• **SELECTED PASSAGE**:
[start]
Awesome
BDIT Data Sources <!-- omit in toc -->
This is the primary repository for code and documentation for most the data sources the Data & Analytics Unit uses.
Each folder is for a different data source (or category of related data sources). They contain:
- an explanation of what the data source is,
- how it can be used, and
- the Python and SQL necessary for our Extract, Load, Transform, and Validate processes into our PostgreSQL database.
For those curious about what data we manage is released on OpenData, see the Open Data Releases.
Table of Contents <!-- omit in toc -->
- Airflow DAGS
- Bluetooth Detectors
- Collisions
- Cycling App (inactive)
- Events (inactive)
- GIS - Geographic Data
- HERE Travel Time Data
- Incidents (inactive)
- INRIX (inactive)
- Parking (inactive)
- Road Closure (inactive)
- TTC (inactive)
- Volume Data
- Watch Your Speed signs
- Weather
- Open Data Releases
Airflow DAGS
This folder contains the DAG Python files for our Airflow orchestration that dictate the logic and schedule for data pipeline tasks.
Bluetooth Detectors
The City collects traffic data from strategically placed sensors at intersections and along highways. These detect Bluetooth MAC addresses of vehicles as they drive by, which are immediately anonymized. When a MAC address is detected at two sensors, the travel time between the two sensors is calculated.
Collisions
The collisions dataset consists of data on individuals involved in traffic collisions from approximately 1985 to the present day (though there are some historical collisions from even earlier included).
Cycling App (inactive)
The Cycling App collected OD and trip data until 2016.
Events (inactive)
[end]
• **REQUIREMENT 1**:
Answer these questions from the data sources readme:
(a) Into which database do the Extract, Load, Transform, and Validate processes load data?
(b) Until what year did the Cycling App collect data?
(c) From approximately what year does the collisions dataset cover individuals involved in traffic collisions?
• **REQUIREMENT 2**:
Decide whether each statement agrees with the data sources readme, answering yes or no and quoting the words that decide it:
(a) The Bluetooth MAC addresses of vehicles are kept without being anonymized.
(b) The Airflow DAGS folder holds Python files that set the logic and schedule for data pipeline tasks.
(c) The collisions dataset contains nothing from before 1985.
• **REQUIREMENT 3**: Reproduce the data sources readme from "- Events (inactive)" to "Road Closure (inactive)", substituting "Curbside Parking" for "Parking".
The items that come next have no connection to the data sources readme.

• **DATA SUPPLIED**:
[start]
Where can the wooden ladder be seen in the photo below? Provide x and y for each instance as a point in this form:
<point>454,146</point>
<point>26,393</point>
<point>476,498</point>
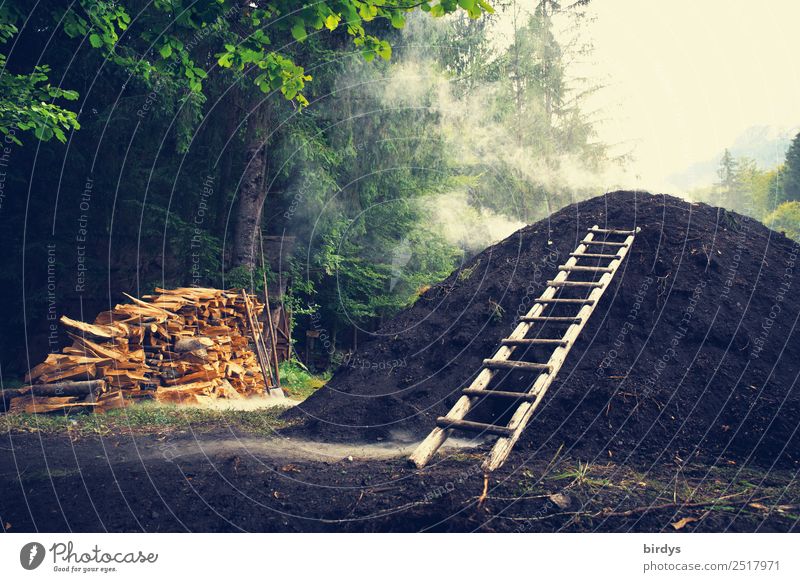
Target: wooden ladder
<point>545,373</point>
[end]
• **EXPECTED ANSWER 1**:
(a) PostgreSQL
(b) 2016
(c) 1985

• **EXPECTED ANSWER 2**:
(a) No: "which are immediately anonymized"
(b) Yes: "This folder contains the DAG Python files for our Airflow orchestration that dictate the logic and schedule for data pipeline tasks."
(c) No: "though there are some historical collisions from even earlier included"

• **EXPECTED ANSWER 3**:
- Events (inactive)
- GIS - Geographic Data
- HERE Travel Time Data
- Incidents (inactive)
- INRIX (inactive)
- Curbside Parking (inactive)
- Road Closure (inactive)